Aim of the task: Below are lines of data; restate word for word those running from the line containing "Where can the disc" to the line containing "Where can the boulder", inclusive, and no others.

Start of Data for the task

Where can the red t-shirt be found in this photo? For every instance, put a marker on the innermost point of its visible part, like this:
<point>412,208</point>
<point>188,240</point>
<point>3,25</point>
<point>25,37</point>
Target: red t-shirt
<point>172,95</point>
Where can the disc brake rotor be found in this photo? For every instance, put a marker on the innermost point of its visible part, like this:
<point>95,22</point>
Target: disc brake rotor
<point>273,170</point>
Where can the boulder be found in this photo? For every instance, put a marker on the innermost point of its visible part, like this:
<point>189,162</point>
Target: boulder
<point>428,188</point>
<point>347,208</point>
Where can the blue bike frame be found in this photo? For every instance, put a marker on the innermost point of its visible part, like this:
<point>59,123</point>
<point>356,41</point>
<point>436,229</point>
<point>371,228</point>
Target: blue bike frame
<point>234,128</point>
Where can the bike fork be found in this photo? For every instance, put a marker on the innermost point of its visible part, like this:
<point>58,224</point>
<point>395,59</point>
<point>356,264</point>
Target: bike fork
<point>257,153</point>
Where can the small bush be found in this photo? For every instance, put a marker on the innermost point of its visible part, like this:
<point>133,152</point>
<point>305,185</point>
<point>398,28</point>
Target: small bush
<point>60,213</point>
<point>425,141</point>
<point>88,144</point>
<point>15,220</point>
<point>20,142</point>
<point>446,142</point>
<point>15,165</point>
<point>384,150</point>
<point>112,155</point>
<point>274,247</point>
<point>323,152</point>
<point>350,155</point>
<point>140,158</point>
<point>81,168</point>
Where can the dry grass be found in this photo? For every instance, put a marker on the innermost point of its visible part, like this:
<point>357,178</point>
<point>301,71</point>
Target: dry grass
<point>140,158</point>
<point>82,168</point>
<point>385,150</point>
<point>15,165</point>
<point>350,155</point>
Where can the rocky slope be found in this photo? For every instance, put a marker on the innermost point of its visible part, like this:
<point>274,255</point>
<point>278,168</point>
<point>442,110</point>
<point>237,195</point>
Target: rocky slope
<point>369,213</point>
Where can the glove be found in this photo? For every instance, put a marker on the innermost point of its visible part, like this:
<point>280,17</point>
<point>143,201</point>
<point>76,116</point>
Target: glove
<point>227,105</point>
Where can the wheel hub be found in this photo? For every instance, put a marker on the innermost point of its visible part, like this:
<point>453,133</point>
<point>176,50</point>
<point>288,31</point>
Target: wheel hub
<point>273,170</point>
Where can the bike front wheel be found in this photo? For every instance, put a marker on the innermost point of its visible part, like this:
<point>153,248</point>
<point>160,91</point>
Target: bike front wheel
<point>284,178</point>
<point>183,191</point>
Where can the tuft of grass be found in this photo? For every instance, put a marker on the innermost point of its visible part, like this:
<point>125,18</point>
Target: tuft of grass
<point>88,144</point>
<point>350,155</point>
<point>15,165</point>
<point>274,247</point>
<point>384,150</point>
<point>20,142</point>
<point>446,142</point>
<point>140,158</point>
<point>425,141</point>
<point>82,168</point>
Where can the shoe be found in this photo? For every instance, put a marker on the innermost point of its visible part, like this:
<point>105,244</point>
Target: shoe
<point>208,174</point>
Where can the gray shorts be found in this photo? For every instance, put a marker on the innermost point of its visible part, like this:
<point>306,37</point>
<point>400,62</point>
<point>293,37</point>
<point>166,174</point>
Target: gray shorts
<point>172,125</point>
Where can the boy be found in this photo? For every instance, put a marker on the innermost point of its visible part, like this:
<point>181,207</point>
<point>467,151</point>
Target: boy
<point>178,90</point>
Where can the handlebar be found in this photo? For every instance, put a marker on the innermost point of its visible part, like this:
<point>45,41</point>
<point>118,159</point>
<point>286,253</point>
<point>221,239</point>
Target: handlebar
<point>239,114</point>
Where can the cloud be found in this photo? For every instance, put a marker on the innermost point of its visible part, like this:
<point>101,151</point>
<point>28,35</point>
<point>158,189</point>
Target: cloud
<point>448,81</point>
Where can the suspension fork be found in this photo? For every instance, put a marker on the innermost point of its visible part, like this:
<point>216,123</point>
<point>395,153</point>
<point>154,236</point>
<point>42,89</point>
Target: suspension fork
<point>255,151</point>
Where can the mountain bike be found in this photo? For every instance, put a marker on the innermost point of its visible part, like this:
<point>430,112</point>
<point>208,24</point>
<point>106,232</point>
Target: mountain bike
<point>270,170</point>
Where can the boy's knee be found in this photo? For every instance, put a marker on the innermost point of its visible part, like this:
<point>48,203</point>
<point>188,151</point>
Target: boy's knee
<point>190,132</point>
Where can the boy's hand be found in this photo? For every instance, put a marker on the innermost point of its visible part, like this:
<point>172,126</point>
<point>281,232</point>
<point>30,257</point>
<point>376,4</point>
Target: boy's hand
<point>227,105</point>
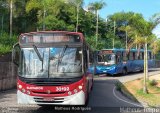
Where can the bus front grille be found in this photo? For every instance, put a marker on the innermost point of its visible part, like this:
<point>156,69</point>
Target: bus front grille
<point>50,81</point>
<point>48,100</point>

End of Data for the task

Written response:
Where can the disc brake rotor be found in this photo? For every instance, put a marker on the innermost point of its visible part, like this:
<point>95,22</point>
Target: disc brake rotor
<point>273,170</point>
Where can the boulder be found in this photo? For every instance, put a marker on the innermost point of its visible part, like this:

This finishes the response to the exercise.